__DESCRIPTION OF THE TASK__: Pull out each line from the records below that contains the word "pink".

(Bounding-box records)
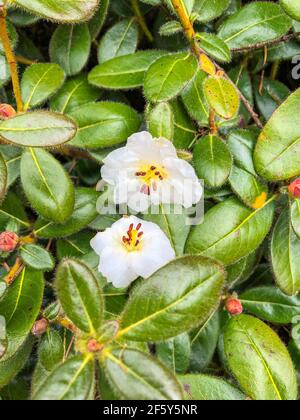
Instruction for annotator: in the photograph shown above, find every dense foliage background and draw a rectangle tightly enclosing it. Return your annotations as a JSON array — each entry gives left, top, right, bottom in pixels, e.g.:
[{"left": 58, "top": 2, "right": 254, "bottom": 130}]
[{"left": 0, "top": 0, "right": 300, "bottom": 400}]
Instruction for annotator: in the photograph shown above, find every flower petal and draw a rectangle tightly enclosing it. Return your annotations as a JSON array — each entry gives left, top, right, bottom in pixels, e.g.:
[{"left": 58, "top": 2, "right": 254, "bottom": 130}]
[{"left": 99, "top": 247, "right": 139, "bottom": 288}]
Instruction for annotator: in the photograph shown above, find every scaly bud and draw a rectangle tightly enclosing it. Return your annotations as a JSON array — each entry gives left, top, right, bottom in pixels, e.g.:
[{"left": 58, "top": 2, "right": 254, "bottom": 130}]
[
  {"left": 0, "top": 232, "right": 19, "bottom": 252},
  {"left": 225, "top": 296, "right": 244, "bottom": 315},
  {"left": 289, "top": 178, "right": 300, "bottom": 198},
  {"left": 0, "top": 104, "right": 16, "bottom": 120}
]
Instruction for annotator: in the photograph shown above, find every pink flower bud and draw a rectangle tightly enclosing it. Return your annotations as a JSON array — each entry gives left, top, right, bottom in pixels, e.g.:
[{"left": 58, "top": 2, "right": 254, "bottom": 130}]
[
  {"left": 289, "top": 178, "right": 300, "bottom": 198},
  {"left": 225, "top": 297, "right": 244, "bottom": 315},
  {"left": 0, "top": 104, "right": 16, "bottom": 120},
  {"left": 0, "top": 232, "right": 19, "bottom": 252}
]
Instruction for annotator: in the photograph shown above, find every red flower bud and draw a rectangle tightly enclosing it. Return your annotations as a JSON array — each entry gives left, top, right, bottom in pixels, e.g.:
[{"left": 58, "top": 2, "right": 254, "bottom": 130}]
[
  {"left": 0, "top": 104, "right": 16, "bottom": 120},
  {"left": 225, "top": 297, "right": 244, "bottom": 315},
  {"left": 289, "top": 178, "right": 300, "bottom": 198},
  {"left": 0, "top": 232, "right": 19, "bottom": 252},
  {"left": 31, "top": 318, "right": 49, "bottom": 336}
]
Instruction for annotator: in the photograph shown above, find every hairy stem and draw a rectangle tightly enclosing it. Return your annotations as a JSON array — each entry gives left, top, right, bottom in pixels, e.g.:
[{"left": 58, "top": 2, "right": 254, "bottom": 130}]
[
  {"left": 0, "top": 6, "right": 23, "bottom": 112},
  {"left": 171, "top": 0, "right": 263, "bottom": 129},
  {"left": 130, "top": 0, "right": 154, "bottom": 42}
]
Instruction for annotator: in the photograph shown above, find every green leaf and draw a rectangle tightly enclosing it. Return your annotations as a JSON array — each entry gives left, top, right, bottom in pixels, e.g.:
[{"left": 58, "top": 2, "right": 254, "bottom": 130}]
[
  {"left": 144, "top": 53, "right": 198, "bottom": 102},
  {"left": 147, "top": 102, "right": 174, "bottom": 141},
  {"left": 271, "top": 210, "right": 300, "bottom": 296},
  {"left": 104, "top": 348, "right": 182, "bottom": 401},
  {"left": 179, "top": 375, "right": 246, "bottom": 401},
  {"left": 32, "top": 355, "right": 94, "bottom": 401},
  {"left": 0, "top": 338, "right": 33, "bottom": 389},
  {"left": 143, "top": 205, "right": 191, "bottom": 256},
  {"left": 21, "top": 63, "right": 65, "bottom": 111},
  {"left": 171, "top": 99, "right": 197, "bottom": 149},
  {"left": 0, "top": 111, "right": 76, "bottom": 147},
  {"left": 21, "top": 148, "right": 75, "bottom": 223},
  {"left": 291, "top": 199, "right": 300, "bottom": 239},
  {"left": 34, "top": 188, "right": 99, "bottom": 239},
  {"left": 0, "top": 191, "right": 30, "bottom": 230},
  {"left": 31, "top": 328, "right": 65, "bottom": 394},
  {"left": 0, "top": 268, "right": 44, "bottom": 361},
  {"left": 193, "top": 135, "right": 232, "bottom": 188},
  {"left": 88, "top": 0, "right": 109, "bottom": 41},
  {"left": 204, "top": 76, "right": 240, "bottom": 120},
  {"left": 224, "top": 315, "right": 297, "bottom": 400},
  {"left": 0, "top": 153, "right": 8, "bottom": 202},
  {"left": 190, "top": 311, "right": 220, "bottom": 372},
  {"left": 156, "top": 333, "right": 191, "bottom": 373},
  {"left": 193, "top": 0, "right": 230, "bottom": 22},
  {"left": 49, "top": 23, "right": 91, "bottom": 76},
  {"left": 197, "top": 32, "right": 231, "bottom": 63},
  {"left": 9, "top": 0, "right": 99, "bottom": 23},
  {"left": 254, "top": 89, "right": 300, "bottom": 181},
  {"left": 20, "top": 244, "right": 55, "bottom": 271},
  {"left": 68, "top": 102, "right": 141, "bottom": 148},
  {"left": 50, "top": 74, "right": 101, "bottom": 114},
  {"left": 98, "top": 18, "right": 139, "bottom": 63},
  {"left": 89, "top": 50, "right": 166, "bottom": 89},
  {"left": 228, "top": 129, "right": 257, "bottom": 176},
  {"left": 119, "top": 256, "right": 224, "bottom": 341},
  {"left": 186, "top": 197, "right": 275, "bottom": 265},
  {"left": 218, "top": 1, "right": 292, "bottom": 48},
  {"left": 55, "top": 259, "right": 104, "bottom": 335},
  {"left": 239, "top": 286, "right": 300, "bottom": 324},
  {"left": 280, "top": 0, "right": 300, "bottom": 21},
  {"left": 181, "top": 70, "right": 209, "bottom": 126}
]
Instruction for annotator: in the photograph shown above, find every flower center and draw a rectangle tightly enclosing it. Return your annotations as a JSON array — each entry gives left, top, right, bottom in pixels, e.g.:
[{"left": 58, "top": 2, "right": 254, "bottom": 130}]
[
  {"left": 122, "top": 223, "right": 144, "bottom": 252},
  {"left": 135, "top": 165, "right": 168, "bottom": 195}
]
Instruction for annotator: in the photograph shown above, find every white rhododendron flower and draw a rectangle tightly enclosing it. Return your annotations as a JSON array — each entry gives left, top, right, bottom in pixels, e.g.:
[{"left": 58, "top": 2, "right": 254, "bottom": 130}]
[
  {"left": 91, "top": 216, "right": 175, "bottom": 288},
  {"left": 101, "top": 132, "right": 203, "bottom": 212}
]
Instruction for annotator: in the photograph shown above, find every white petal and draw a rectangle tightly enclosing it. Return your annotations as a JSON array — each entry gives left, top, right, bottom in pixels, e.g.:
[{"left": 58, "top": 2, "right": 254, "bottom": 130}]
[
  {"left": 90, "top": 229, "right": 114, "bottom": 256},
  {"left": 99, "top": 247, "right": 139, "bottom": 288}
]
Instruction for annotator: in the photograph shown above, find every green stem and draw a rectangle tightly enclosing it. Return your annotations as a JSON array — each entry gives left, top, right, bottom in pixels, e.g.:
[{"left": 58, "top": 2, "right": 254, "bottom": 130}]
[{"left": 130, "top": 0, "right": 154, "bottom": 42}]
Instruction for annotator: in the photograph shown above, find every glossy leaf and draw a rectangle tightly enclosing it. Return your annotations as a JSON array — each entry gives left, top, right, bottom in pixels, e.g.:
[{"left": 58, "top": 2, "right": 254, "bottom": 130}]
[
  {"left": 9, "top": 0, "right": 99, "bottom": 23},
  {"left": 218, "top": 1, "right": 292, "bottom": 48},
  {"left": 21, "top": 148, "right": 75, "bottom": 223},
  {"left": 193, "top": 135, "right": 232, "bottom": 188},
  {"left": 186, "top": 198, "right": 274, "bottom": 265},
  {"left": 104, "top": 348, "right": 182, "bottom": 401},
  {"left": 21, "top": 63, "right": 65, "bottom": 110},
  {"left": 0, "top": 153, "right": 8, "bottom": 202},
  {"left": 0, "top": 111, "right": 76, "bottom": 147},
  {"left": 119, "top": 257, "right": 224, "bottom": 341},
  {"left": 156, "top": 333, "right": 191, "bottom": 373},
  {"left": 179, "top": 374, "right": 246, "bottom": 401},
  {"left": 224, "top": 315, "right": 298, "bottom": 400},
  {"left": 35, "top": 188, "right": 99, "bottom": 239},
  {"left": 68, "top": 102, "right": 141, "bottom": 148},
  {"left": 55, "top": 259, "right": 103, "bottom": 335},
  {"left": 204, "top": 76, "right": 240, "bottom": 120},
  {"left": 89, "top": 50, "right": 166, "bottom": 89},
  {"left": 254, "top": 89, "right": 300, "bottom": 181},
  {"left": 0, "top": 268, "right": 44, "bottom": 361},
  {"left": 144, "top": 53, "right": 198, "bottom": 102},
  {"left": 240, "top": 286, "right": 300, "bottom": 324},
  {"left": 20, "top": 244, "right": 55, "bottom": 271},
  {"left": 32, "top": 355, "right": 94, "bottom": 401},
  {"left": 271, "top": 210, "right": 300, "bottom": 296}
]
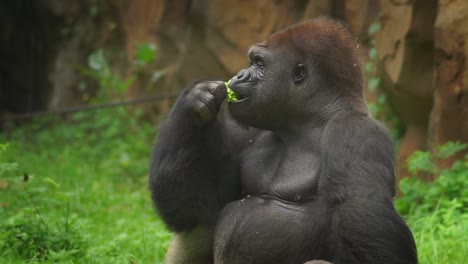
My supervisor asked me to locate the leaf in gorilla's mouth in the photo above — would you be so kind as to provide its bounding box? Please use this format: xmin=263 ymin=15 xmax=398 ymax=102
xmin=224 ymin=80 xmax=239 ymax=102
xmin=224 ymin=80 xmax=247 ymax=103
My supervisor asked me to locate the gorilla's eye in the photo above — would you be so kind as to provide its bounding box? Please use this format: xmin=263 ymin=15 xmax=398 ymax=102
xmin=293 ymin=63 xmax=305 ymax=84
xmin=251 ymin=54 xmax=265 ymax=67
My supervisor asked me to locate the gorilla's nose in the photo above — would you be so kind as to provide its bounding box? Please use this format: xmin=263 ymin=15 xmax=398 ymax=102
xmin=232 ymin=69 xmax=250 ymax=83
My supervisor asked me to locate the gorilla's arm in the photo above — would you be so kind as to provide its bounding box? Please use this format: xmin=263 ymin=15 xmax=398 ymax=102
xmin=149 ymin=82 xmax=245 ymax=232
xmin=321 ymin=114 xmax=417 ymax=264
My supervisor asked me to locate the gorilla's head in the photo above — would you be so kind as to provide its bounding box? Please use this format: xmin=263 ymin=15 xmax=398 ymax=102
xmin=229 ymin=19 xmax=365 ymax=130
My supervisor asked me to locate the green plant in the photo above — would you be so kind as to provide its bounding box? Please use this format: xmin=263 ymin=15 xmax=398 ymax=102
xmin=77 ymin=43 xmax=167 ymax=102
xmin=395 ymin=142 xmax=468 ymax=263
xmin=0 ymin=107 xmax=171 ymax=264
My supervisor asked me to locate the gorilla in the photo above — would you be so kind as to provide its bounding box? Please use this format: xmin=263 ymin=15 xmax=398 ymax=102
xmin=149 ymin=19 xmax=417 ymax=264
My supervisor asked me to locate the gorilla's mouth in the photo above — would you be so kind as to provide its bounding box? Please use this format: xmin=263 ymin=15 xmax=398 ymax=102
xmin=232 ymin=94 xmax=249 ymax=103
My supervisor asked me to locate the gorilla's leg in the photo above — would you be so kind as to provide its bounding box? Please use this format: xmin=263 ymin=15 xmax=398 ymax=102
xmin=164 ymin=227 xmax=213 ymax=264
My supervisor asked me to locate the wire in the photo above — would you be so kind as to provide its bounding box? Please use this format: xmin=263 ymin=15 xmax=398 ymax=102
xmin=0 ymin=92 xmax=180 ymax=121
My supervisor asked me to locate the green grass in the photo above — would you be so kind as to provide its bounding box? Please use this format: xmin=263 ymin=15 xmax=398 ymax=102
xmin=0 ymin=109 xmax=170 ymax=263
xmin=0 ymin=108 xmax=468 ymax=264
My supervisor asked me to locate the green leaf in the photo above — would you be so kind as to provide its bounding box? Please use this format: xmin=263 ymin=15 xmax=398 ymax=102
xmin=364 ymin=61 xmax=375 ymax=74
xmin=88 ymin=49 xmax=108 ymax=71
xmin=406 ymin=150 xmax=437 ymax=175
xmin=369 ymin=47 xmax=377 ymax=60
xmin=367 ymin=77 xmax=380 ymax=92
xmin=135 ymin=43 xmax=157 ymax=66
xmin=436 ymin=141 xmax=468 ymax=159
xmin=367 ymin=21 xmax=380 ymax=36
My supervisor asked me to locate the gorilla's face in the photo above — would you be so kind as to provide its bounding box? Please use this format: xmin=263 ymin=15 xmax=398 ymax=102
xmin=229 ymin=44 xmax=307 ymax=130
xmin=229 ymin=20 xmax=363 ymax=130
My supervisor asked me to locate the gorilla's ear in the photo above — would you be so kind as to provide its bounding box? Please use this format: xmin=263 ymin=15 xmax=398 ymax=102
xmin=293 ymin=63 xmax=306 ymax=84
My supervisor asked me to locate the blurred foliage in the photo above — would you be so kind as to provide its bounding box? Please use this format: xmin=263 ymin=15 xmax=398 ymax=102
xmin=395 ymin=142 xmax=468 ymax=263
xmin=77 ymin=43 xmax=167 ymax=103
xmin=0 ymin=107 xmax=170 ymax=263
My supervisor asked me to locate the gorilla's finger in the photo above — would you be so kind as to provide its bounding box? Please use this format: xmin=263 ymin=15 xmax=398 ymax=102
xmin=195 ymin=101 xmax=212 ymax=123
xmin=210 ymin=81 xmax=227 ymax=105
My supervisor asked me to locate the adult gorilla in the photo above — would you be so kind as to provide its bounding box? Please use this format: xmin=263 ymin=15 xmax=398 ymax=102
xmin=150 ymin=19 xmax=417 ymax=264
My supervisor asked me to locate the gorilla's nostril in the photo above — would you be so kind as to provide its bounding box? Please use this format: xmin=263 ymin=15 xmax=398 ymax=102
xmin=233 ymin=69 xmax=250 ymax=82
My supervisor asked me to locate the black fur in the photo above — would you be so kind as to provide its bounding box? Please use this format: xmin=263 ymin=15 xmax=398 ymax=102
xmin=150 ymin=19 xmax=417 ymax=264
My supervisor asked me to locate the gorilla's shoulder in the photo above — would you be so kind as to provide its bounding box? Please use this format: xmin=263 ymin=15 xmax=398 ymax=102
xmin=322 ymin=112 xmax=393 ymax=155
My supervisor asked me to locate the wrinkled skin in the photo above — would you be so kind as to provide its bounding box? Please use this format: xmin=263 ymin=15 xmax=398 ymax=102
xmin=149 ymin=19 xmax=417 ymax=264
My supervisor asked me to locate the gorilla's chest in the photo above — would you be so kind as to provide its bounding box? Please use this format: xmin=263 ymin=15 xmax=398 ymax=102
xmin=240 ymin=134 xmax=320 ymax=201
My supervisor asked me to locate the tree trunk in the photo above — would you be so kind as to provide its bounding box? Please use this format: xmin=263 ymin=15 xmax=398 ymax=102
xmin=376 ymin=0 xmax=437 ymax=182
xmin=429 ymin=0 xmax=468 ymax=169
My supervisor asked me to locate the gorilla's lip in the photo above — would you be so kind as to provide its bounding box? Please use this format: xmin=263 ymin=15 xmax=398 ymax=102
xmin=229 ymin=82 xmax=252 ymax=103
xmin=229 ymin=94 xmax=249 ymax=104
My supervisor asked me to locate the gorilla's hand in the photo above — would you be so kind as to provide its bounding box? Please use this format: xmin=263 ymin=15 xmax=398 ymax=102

__RESULT__:
Instruction for annotator: in the photograph shown above, find every pink flower bud and draw a rectangle tightly enclosing it. Return your annotations as a JSON array — each entry gives left, top, right, bottom in pixels, e.g.:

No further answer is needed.